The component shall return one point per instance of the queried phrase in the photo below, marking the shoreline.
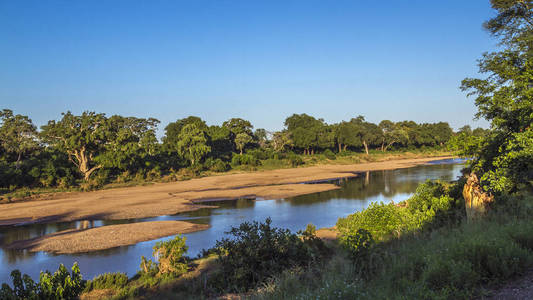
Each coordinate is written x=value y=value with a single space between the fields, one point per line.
x=183 y=196
x=73 y=241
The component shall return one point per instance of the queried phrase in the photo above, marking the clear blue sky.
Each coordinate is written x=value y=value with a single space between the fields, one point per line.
x=259 y=60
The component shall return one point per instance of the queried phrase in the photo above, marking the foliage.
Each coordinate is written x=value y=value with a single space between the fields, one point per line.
x=431 y=205
x=60 y=285
x=91 y=150
x=257 y=251
x=192 y=143
x=329 y=154
x=241 y=140
x=18 y=135
x=107 y=281
x=504 y=98
x=170 y=257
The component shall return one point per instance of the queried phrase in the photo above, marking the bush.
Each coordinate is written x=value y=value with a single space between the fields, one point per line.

═══

(WHAT YOU SHOULD DO): Give all of the material above as a JSON list of strings, one string per line, with no entries for blank lines. Leave the picture out.

(CORRECT RESULT):
[
  "The component shall return one point per instance of the queried phrase in the photo below, marking the shoreline.",
  "Each coordinate is written x=value y=value with a single space between the fields, one point per line.",
  "x=183 y=196",
  "x=73 y=241",
  "The component shall return one point per instance of the queried phrase in the photo above, marking the clear blue sky.",
  "Each coordinate is written x=value y=value with a single space between the fields, one point per line.",
  "x=259 y=60",
  "The component shall return one point per instance of the queried phrase in the photo above, marking the foliage.",
  "Each coordinate is written x=value y=value with a single space between the fields, one point per line.",
  "x=431 y=205",
  "x=60 y=285",
  "x=91 y=150",
  "x=257 y=251",
  "x=192 y=143",
  "x=329 y=154",
  "x=241 y=140",
  "x=18 y=135",
  "x=107 y=281",
  "x=504 y=98",
  "x=170 y=257",
  "The component shall return one point per instance of the queried phrase in the photo above, marking the bush.",
  "Each coordinate is written x=value y=value with a single space between the fields, one point per line."
]